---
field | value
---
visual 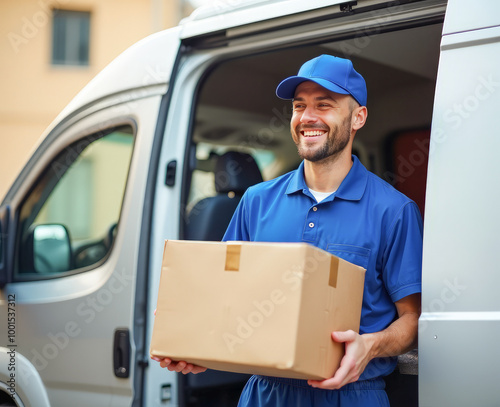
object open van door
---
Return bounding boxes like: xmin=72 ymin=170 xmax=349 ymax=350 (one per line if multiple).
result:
xmin=146 ymin=0 xmax=446 ymax=407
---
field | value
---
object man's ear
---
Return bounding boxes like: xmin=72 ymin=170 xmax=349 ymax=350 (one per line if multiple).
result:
xmin=352 ymin=106 xmax=368 ymax=130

———

◆ Goal
Rewrite all the entries above, replacing "bounding boxes" with "box coordinates" wherever it occurs and leaving everything else unchanged. Omit the pictures.

◆ Exercise result
---
field | value
---
visual 
object open van door
---
Return box coordinates like: xmin=72 ymin=170 xmax=349 ymax=350 (one per line if multiple).
result:
xmin=146 ymin=0 xmax=446 ymax=407
---
field | value
---
object man's ear
---
Return box coordinates like: xmin=72 ymin=170 xmax=349 ymax=350 (one per line if multiple).
result:
xmin=352 ymin=106 xmax=368 ymax=130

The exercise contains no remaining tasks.